Send back all the data below, exactly as given.

MATERIAL FOR THIS EXERCISE start

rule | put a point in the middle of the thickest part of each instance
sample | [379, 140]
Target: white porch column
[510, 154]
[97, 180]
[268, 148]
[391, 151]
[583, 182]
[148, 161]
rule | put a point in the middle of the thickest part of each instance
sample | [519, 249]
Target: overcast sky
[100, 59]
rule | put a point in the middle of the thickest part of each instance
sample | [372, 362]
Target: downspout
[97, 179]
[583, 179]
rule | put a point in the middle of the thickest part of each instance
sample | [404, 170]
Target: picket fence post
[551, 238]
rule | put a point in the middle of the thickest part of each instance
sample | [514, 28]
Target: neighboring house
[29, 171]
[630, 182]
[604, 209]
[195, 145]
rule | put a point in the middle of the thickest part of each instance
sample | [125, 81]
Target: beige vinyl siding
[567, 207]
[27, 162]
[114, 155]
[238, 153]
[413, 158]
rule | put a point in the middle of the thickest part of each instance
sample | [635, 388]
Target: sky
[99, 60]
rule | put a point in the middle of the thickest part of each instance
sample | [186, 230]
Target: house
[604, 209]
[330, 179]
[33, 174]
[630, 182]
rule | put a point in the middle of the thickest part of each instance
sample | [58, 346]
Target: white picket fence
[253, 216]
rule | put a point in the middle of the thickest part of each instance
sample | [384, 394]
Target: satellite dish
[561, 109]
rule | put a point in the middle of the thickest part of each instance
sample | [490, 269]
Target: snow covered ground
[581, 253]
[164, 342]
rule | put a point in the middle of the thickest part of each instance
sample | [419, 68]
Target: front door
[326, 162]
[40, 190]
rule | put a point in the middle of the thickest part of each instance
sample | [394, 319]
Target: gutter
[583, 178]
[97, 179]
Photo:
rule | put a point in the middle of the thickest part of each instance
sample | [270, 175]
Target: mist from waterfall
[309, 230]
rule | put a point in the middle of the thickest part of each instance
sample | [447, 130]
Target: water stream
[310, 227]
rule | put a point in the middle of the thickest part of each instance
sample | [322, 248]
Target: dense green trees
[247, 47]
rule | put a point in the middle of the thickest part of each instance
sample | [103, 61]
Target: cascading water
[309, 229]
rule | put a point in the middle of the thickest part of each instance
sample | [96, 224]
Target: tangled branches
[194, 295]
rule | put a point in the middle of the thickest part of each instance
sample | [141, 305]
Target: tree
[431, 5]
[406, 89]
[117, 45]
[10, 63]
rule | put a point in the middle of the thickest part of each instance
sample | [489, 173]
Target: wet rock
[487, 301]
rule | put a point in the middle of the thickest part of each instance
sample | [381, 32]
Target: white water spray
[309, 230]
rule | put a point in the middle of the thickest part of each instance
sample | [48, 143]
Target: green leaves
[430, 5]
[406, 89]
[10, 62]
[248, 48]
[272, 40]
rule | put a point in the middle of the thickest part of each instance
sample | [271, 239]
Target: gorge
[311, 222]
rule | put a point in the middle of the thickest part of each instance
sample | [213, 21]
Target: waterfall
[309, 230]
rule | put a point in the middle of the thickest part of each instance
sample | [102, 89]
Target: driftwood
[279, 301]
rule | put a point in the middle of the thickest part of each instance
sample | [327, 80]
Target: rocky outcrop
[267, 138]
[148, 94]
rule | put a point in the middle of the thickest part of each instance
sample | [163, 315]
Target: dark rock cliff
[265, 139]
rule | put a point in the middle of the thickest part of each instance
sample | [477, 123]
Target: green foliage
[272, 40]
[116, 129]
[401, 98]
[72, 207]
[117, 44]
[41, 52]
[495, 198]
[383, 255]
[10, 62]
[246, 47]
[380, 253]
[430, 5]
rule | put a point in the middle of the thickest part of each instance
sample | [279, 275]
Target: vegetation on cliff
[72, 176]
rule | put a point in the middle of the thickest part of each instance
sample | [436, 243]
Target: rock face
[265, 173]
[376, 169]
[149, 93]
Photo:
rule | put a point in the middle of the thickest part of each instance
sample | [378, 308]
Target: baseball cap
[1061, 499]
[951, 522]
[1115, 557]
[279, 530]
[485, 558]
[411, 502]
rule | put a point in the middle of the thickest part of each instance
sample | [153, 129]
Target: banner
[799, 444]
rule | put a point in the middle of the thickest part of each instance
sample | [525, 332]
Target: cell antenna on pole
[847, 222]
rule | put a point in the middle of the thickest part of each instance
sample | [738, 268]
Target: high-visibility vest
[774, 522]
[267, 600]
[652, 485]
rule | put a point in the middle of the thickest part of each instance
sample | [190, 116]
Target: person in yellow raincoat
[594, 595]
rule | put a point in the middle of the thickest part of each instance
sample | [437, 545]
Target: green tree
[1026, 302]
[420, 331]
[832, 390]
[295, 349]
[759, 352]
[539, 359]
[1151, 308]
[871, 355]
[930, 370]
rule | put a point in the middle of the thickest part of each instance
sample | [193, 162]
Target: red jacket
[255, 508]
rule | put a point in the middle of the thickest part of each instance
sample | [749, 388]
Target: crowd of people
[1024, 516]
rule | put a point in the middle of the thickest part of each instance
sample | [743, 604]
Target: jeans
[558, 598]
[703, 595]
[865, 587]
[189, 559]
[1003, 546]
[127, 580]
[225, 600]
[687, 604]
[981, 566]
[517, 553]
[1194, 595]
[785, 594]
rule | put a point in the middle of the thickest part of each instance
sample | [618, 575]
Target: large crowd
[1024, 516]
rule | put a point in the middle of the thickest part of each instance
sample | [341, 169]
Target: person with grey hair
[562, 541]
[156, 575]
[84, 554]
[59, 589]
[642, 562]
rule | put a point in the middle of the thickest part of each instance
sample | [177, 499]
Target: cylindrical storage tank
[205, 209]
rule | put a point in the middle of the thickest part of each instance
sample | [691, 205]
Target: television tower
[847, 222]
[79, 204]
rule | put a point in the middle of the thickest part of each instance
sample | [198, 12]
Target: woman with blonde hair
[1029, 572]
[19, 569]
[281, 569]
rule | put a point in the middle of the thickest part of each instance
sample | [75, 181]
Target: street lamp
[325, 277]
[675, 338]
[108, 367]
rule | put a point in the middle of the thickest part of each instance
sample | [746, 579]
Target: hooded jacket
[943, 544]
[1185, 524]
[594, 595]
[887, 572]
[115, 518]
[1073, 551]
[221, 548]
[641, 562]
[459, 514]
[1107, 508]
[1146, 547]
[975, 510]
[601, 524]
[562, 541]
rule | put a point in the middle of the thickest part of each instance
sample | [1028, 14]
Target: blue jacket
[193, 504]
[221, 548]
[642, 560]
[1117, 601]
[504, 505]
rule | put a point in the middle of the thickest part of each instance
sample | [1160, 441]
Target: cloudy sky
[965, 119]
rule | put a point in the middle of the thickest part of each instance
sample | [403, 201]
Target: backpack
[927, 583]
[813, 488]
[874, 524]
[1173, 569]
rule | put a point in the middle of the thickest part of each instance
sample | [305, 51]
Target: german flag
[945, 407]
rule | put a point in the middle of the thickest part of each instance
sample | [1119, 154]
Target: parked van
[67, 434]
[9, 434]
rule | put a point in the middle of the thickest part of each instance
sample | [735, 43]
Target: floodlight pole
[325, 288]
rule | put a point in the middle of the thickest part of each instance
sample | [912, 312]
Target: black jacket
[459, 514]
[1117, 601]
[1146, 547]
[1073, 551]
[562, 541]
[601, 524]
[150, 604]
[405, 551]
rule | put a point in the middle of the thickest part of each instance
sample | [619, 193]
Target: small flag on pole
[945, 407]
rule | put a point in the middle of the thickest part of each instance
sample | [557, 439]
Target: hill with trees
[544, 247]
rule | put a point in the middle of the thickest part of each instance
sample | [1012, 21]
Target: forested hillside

MATERIAL FOR THIS EXERCISE end

RESPONSE TO THE EXERCISE:
rule | put a point in the middle of the thickest part of each instance
sample | [379, 140]
Target: white porch column
[510, 154]
[97, 180]
[268, 148]
[391, 151]
[583, 182]
[148, 161]
rule | put a point in the middle of the thickest part of each instance
sample | [519, 249]
Target: overcast sky
[100, 59]
rule | put a point in the middle of the thickest part of each instance
sample | [372, 362]
Target: downspout
[97, 179]
[583, 179]
rule | put a point in the middle of the thickest part of each instance
sample | [404, 170]
Target: picket fence post
[551, 238]
rule | put a point in the middle of the thickest part of each instance
sample | [514, 28]
Target: neighboring house
[29, 171]
[630, 182]
[604, 209]
[195, 145]
rule | put a point in the middle of the thickest part of each instance
sample | [125, 81]
Target: beige vinyl siding
[567, 207]
[27, 162]
[114, 155]
[238, 153]
[413, 158]
rule | put a point in the middle of the thickest part of each instance
sample | [635, 388]
Target: sky
[99, 60]
rule | put a point in the middle of the thickest part of each instance
sample | [186, 230]
Target: house
[604, 209]
[330, 179]
[33, 174]
[630, 182]
rule | put a point in the middle of the thickest part of each instance
sample | [58, 346]
Target: white picket fence
[253, 216]
rule | put a point in the middle of the thickest part of each instance
sample | [384, 394]
Target: satellite dish
[561, 109]
rule | put a point in the middle of the thickest part of each instance
sample | [490, 269]
Target: snow covered ground
[581, 253]
[164, 342]
rule | put a point in the middle of the thickest part of each instance
sample | [419, 68]
Target: front door
[326, 162]
[40, 190]
rule | put a point in the middle of the thickest part of each instance
sample | [394, 319]
Target: gutter
[583, 178]
[97, 179]
Photo:
rule | put a point in the middle of the thickest part of each instance
sample | [270, 175]
Target: mist from waterfall
[309, 230]
rule | put a point in the middle of the thickest part of each instance
sample | [447, 130]
Target: water stream
[310, 227]
rule | put a point in the middle of the thickest part of each instance
sample | [322, 248]
Target: dense green trees
[247, 47]
rule | put a point in the middle of the thickest part of each instance
sample | [103, 61]
Target: cascading water
[309, 229]
rule | put a point in the middle of the thickest part of each instance
sample | [96, 224]
Target: tangled branches
[194, 295]
rule | put a point in the middle of the thickest part of each instance
sample | [141, 305]
Target: tree
[431, 5]
[406, 89]
[117, 45]
[10, 63]
rule | put a point in the middle of the thickest part of each instance
sample | [489, 173]
Target: wet rock
[487, 301]
rule | put a point in the middle of the thickest part of each instance
sample | [381, 32]
Target: white water spray
[309, 230]
rule | put a point in the middle of the thickest part of each instance
sample | [48, 143]
Target: green leaves
[430, 5]
[406, 89]
[10, 62]
[248, 48]
[272, 40]
rule | put a point in the middle of the thickest part of each instance
sample | [271, 239]
Target: gorge
[311, 222]
rule | put a point in the middle of the thickest part of each instance
sample | [213, 21]
Target: waterfall
[309, 230]
rule | put a point in the middle of the thickest part of each instance
sample | [102, 89]
Target: driftwood
[279, 301]
rule | put a point in the middle of the thickest part of each instance
sample | [327, 80]
Target: rocky outcrop
[267, 138]
[148, 94]
rule | put a point in the middle of the thickest part of each instance
sample | [163, 315]
Target: dark rock cliff
[265, 139]
rule | put a point in the middle of the thickest part of each instance
sample | [477, 123]
Target: green foliage
[272, 40]
[116, 129]
[401, 98]
[72, 207]
[117, 44]
[41, 52]
[495, 198]
[383, 255]
[10, 62]
[246, 47]
[380, 253]
[430, 5]
rule | put a point in the middle of the thickest part of each instance
sample | [279, 275]
Target: vegetation on cliff
[72, 176]
rule | put a point in the middle of the thickest part of each instance
sample | [436, 243]
Target: rock face
[265, 173]
[376, 169]
[149, 93]
Photo:
rule | put a point in the middle of the thickest part of each instance
sample | [378, 308]
Target: baseball cap
[1061, 499]
[951, 522]
[1115, 557]
[279, 530]
[485, 558]
[411, 502]
rule | put a point in the middle of the thickest part of each instance
sample | [153, 129]
Target: banner
[799, 444]
rule | put a point in the middle of the thickest part of each instance
sample | [525, 332]
Target: cell antenna on pole
[847, 222]
rule | put a point in the middle of the thickest part of each instance
sample | [738, 268]
Target: high-visibility vest
[774, 522]
[267, 600]
[652, 485]
rule | put a point in the middle of the thickest part of each instance
sample | [190, 116]
Target: person in yellow raincoat
[594, 595]
rule | put a point in the middle of the thickest part of each instance
sample | [437, 545]
Target: green tree
[1026, 302]
[420, 331]
[832, 390]
[295, 349]
[759, 352]
[539, 359]
[1151, 308]
[871, 355]
[930, 370]
rule | put a point in the middle of the thickest part of each instance
sample | [193, 162]
Target: red jacket
[255, 508]
rule | put a point in the middle of the thickest part of each instance
sample | [749, 388]
Target: crowd of people
[1024, 516]
rule | put a point in the middle of the thickest part of each instance
sample | [743, 604]
Target: jeans
[558, 598]
[703, 595]
[865, 587]
[189, 559]
[1003, 546]
[127, 580]
[225, 600]
[687, 604]
[981, 566]
[517, 553]
[1194, 595]
[785, 594]
rule | put a point in the middle of the thickest part of each instance
sample | [618, 575]
Target: large crowd
[1024, 516]
rule | put a point in the middle of the thickest part of each instance
sample | [341, 169]
Target: person with grey hair
[562, 541]
[156, 575]
[84, 554]
[59, 589]
[642, 562]
rule | put a point in the middle of the thickest part of each instance
sample | [177, 499]
Target: cylindrical storage tank
[205, 209]
rule | put a point in the middle of the thickest part of each instance
sample | [691, 205]
Target: television tower
[847, 222]
[79, 204]
rule | put a point in the middle of the thickest part of each instance
sample | [198, 12]
Target: woman with blonde hair
[1029, 572]
[19, 569]
[281, 569]
rule | put a point in the middle of the thickest part of each instance
sample | [75, 181]
Target: street lamp
[325, 277]
[675, 338]
[108, 367]
rule | put a point in the middle of the thickest part of each instance
sample | [746, 579]
Target: hooded jacket
[943, 544]
[1185, 524]
[594, 595]
[887, 572]
[115, 518]
[1073, 551]
[221, 548]
[641, 562]
[459, 514]
[1107, 508]
[1146, 547]
[975, 510]
[601, 524]
[562, 541]
rule | put a point in the middle of the thickest part of each instance
sample | [1028, 14]
Target: blue jacket
[193, 504]
[221, 548]
[642, 560]
[1117, 601]
[504, 505]
rule | put a point in the middle of the thickest part of each instance
sample | [1160, 441]
Target: cloudy sky
[965, 119]
rule | put a point in the middle of the thickest part of each instance
sample | [403, 201]
Target: backpack
[927, 583]
[813, 488]
[874, 524]
[1173, 569]
rule | put a point in the middle of the thickest part of each instance
sample | [305, 51]
Target: german flag
[945, 407]
rule | put a point in the middle of the thickest part of each instance
sample | [1119, 154]
Target: parked van
[67, 434]
[9, 434]
rule | put a point in the middle of the thickest part of each instance
sample | [735, 43]
Target: floodlight pole
[325, 288]
rule | put a point in the middle of the thickest part of each instance
sample | [912, 312]
Target: black jacket
[459, 514]
[1117, 601]
[1146, 547]
[1073, 551]
[562, 541]
[601, 524]
[150, 604]
[405, 551]
rule | put a point in the middle of the thickest part of each instance
sample | [619, 193]
Target: small flag on pole
[945, 407]
rule | put a point in the middle of the thickest part of each instance
sample | [557, 439]
Target: hill with trees
[544, 247]
rule | put a point in the middle of the thickest part of each instance
sample | [1012, 21]
Target: forested hillside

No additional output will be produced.